• Work instructions
1. According to the article on the Calcutta High Court ruling, where must a body be taken after it leaves the hospital?
2. Summarize the article on the Calcutta High Court ruling in two sentences.
3. Continue the article on the Calcutta High Court ruling from the point where it stops.

Calcutta HC allows families of COVID-19 victims to perform last rites; Check guidelines
Kolkata, Sep 17: The Calcutta High Court on Wednesday directed that bodies of Covid-19 patients shall be handed over to the family for cremation after completion of hospital formalities, provided post mortem of the dead body is not required.
The right to live a dignified life extends up to the point of death including the dignified procedure of death, the HC said.
The petitioner, Vineet Ruia, had told the court that bodies of Covid-19 patients were being "disposed of by the administration unceremoniously and in an undignified manner without showing even a resemblance of respect to the mortal remains of the dead person", an HT reports said.
After hearing the plea, chief justice T B Radhakrishnan and Justice Arijit Banerjee laid down the guidelines for the government to follow.
The guidelines are:
- The bodies shall be handed over to the families only if post mortem examination is not required, the judges said.
- The body shall go directly from the hospitals to the crematorium or burial ground and not to anywhere else including the home of the victim.
- In case there is nobody to claim a body, it should be cremated or buried with dignity at the state expense.

Spatial localization data:
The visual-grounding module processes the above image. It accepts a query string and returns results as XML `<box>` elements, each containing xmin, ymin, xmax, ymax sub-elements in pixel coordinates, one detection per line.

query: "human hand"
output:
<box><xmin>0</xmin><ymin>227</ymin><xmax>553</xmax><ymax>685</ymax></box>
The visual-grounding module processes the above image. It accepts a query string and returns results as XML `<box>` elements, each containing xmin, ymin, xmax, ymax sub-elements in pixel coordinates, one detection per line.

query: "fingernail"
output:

• Exercise answers
1. Directly to the crematorium or burial ground, and not anywhere else, including the victim's home.

2. The Calcutta High Court directed that bodies of Covid-19 patients be handed over to families for cremation after hospital formalities, provided no post mortem is required, holding that the right to a dignified life extends to a dignified procedure of death. Acting on a plea by petitioner Vineet Ruia, who said bodies were being disposed of without respect, the judges set guidelines requiring bodies to go directly from the hospital to the crematorium or burial ground and unclaimed bodies to be cremated or buried with dignity at state expense.

3.
- People handling the body should wear gloves and masks and PPE suits if possible, and the same rules would apply to the staff at the crematorium or burial ground. The hearse has to be sanitised too.
- The face-end of the body bag may be unzipped by the staff at the crematorium/burial ground to allow the relatives to see the body for the last time.
- At that time, religious rituals, such as reading from religious scripts, sprinkling holy water, offering grains and such other last rites that do not require touching of the body should be allowed.
Passing the order on a PIL, the division bench directed that the government should prescribe additional reasonable measures as may be advised by medical experts.
There have been nine hearings since June 5. The Centre was represented by three lawyers while the West Bengal government was represented by advocate general Kishore Dutta and three lawyers.